◆ **Provided records**:
[Start]
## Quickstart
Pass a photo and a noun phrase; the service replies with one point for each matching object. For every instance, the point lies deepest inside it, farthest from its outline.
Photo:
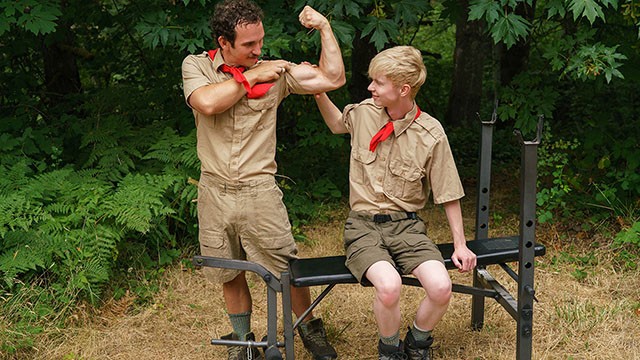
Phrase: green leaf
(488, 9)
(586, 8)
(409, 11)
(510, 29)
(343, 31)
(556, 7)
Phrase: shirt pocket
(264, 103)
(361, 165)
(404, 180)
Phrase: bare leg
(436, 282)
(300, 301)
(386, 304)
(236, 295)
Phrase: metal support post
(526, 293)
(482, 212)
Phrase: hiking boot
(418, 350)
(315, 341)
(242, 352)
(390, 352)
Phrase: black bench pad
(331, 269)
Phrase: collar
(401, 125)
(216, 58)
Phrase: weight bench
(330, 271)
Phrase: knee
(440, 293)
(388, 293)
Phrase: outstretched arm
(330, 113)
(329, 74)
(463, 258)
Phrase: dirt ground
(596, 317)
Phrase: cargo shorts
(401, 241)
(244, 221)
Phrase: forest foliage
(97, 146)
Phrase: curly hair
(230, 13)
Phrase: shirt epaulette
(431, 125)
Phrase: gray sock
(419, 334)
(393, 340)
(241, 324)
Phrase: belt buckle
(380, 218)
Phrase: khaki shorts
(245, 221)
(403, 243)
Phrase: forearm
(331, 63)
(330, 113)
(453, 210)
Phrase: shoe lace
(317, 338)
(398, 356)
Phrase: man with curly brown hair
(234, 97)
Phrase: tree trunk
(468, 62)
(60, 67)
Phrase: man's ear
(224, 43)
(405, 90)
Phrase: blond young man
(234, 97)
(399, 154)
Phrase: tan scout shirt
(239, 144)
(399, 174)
[End]
[Start]
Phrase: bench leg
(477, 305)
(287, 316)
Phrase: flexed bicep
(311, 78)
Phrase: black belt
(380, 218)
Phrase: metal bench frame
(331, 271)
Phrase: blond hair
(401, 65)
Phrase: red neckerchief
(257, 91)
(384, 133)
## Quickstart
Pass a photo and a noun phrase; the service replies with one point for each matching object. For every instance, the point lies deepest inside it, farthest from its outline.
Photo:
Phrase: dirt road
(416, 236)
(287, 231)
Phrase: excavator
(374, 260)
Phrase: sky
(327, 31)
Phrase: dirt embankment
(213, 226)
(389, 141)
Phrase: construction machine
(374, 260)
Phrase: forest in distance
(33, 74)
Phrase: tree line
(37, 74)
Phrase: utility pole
[End]
Collect every line of the data above that contains the string "dirt".

◆ **The reply**:
Phrase: dirt ground
Phrase: dirt road
Phrase: dirt embankment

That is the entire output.